_INFORMATION GIVEN:_
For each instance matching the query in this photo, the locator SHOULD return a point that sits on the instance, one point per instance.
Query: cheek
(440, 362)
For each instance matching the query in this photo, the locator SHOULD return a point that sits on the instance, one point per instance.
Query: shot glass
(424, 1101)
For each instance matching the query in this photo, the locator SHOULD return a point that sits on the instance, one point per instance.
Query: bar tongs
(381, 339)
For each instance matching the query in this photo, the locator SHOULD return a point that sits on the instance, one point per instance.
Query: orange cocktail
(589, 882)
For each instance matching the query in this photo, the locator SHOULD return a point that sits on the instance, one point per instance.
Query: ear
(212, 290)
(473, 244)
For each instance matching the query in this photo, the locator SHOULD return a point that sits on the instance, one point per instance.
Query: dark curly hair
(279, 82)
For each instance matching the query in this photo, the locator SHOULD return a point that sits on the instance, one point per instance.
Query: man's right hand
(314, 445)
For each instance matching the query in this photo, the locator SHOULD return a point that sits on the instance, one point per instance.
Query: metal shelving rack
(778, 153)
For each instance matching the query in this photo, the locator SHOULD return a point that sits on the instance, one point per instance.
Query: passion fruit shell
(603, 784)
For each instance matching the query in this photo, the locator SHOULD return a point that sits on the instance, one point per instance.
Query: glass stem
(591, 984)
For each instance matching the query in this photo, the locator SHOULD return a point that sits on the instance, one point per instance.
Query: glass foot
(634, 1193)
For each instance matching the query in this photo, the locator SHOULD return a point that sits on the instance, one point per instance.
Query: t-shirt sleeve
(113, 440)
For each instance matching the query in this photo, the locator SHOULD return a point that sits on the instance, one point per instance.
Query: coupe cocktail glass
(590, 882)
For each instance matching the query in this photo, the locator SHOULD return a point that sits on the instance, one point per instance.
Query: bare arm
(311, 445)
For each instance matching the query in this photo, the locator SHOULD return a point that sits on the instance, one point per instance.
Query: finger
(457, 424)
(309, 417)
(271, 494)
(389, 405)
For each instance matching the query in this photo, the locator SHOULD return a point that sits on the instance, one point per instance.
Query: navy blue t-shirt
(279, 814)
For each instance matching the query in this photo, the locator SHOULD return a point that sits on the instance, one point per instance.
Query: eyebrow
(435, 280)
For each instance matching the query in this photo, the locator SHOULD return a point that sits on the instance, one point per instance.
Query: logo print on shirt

_PROBLEM DESCRIPTION:_ Pick out and copy each line of the records above that contains the string "shirt".

_SOLUTION TO THIS PROBLEM:_
Query: t-shirt sleeve
Query: navy blue t-shirt
Query: logo print on shirt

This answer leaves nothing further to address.